## DATA SECTION
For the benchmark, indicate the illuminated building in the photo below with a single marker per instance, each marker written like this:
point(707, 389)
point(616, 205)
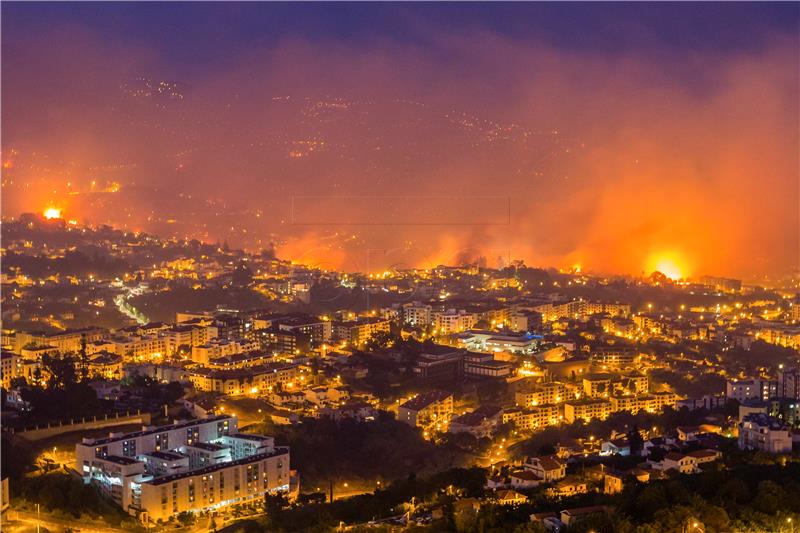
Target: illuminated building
point(187, 336)
point(105, 365)
point(359, 332)
point(417, 314)
point(597, 385)
point(752, 389)
point(541, 393)
point(440, 364)
point(485, 366)
point(789, 383)
point(761, 432)
point(614, 357)
point(241, 360)
point(8, 368)
point(532, 418)
point(580, 309)
point(192, 466)
point(491, 341)
point(479, 423)
point(453, 321)
point(63, 341)
point(586, 410)
point(781, 334)
point(549, 468)
point(315, 330)
point(652, 403)
point(217, 348)
point(250, 380)
point(430, 411)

## DIRECTIVE
Quote the entries in full. Any image among them is to be omitted from the copy.

## RESPONSE BELOW
For the benchmark, indicate the illuminated building in the photo below with a single marker per instance, each marker written like this:
point(707, 389)
point(616, 205)
Target: illuminated building
point(187, 336)
point(105, 365)
point(359, 332)
point(417, 314)
point(597, 385)
point(752, 389)
point(541, 393)
point(440, 364)
point(485, 366)
point(789, 383)
point(761, 432)
point(614, 357)
point(241, 360)
point(8, 368)
point(532, 418)
point(580, 309)
point(192, 466)
point(491, 341)
point(479, 423)
point(453, 321)
point(63, 341)
point(586, 410)
point(781, 334)
point(549, 468)
point(315, 330)
point(652, 403)
point(217, 348)
point(250, 380)
point(430, 411)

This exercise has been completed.